(Referring expression pointing data)
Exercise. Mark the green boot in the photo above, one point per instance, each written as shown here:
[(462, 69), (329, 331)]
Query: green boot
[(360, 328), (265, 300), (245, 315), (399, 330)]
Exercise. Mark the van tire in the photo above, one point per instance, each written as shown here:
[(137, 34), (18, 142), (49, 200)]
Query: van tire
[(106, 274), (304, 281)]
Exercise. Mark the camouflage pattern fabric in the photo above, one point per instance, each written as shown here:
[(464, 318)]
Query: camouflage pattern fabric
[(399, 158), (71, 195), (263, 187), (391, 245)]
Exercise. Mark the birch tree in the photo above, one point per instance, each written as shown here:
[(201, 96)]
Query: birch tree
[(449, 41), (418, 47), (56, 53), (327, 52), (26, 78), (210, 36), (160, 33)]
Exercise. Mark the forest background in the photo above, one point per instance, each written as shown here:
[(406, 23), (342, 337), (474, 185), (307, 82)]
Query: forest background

## Work task
What is needed is an exact transcription of every entry above.

## Output for this task
Exercise. Mark the green boot in the photo above, one point per instance, each written as shown here:
[(462, 69), (329, 331)]
Query: green boot
[(360, 328), (265, 300), (245, 315), (399, 330)]
Exercise. Mark the van tire in the photo above, one point per instance, each written as shown here:
[(137, 34), (18, 142), (49, 200)]
Query: van tire
[(106, 274), (304, 281)]
Exercise. Mark the camouflage pattern fabric in the photo above, one point per instance, each written as shown here:
[(464, 318)]
Query: camouflage pattern fabric
[(399, 158), (71, 195), (263, 187), (391, 245)]
Exercise. Mark the birch tree in the photo above, one point per instance, each written as shown here:
[(201, 96)]
Query: birch tree
[(449, 41), (418, 47), (56, 53), (327, 52), (26, 78), (210, 36), (160, 33)]
Exercise. Mark the forest background in the photo above, one point per instance, each written as shown here:
[(406, 23), (342, 337), (474, 185), (307, 82)]
Query: forest background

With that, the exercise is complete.